___ Materials provided ___
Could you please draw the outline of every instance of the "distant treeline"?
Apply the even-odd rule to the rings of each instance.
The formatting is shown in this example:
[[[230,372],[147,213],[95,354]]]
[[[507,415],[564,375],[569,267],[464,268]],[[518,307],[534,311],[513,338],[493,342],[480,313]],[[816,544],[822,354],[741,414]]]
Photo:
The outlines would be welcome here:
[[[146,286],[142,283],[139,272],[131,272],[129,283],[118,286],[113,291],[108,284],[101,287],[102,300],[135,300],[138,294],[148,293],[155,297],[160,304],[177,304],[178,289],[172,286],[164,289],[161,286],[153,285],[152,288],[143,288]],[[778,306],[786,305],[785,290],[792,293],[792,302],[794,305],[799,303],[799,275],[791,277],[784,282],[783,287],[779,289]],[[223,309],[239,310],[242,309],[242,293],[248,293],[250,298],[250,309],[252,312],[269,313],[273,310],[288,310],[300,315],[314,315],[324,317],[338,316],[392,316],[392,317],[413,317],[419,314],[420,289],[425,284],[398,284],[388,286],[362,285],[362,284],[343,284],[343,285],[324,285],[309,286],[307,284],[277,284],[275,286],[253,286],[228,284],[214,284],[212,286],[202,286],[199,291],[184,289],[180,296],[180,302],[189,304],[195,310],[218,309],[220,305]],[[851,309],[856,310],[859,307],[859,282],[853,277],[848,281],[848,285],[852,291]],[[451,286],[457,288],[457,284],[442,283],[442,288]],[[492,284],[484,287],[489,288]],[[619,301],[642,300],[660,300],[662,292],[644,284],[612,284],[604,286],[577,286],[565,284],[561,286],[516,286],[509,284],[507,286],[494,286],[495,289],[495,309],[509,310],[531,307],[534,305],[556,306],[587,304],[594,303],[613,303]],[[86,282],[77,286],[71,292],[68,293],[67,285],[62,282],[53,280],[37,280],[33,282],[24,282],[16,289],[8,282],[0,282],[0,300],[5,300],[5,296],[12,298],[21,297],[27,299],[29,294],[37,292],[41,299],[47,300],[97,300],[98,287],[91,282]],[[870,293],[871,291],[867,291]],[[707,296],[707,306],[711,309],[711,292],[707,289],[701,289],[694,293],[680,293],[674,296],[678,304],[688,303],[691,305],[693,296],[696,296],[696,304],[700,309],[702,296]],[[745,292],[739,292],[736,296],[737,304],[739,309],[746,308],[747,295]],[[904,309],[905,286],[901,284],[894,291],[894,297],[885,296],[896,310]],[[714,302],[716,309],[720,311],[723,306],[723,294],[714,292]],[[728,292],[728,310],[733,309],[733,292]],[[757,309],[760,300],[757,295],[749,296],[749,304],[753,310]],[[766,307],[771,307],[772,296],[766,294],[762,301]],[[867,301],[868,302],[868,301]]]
___
___ Materials provided ___
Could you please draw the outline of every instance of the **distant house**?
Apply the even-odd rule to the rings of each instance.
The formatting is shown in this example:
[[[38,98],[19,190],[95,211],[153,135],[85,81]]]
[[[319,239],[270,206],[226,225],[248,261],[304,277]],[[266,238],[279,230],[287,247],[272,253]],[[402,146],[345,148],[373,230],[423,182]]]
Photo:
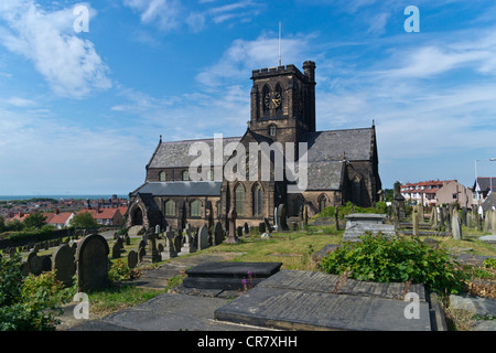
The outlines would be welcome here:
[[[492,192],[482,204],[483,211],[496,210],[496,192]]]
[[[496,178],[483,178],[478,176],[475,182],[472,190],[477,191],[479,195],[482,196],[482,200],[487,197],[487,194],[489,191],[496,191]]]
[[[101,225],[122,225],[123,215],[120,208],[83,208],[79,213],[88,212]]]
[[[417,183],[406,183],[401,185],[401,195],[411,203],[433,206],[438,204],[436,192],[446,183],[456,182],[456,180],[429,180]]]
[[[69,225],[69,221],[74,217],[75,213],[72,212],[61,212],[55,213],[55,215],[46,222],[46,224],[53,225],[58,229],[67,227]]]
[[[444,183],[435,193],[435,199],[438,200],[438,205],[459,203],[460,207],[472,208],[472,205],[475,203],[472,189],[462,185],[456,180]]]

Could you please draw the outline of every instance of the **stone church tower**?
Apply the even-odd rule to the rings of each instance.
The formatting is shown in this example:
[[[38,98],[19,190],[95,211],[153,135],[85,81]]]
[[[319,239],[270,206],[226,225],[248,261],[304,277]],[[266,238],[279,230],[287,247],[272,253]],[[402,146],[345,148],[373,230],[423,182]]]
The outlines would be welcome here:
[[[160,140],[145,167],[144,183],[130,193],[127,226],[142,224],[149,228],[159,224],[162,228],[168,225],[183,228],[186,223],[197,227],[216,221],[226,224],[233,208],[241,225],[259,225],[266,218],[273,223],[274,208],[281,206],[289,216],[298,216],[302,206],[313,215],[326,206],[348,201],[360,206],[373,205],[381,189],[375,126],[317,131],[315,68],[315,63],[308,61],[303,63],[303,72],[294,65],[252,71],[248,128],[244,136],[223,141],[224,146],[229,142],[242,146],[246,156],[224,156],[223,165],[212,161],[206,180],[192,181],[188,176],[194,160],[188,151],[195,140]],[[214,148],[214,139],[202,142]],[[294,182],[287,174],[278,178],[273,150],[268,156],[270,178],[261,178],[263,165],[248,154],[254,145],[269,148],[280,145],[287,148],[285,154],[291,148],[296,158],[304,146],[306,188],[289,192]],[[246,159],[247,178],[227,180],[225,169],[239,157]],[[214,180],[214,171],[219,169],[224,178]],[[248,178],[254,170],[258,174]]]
___
___ Materials provided ___
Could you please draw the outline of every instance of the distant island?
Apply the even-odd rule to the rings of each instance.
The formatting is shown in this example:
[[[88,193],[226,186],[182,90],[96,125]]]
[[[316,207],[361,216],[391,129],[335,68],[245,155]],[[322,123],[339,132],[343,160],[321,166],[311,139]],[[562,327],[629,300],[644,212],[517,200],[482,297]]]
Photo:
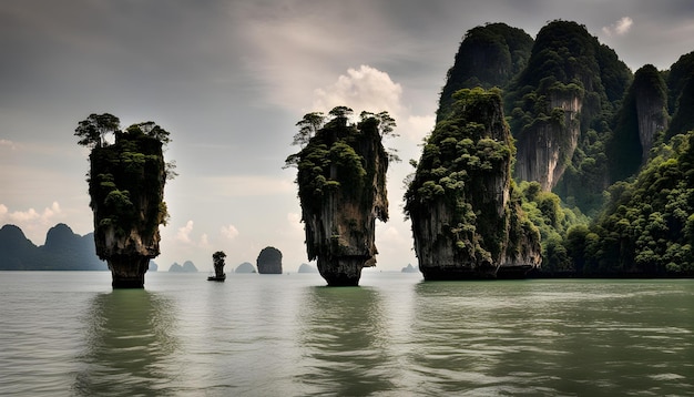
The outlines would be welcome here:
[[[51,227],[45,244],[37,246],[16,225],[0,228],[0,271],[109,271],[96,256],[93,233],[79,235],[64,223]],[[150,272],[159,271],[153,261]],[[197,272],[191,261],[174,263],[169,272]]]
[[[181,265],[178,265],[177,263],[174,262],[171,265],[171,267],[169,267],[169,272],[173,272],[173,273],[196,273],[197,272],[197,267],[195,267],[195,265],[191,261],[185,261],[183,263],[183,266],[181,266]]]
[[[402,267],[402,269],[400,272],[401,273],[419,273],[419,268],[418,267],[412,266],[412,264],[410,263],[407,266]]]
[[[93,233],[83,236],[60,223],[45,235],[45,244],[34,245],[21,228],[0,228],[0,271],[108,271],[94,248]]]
___
Pick out each line above that contains the string "distant", and copy every one in full.

* [Result]:
Could you please draw the outline of every instance of the "distant treeline"?
Could you please draw the outline of every instance of the **distant house**?
Could you please draw the outline of every instance of the distant island?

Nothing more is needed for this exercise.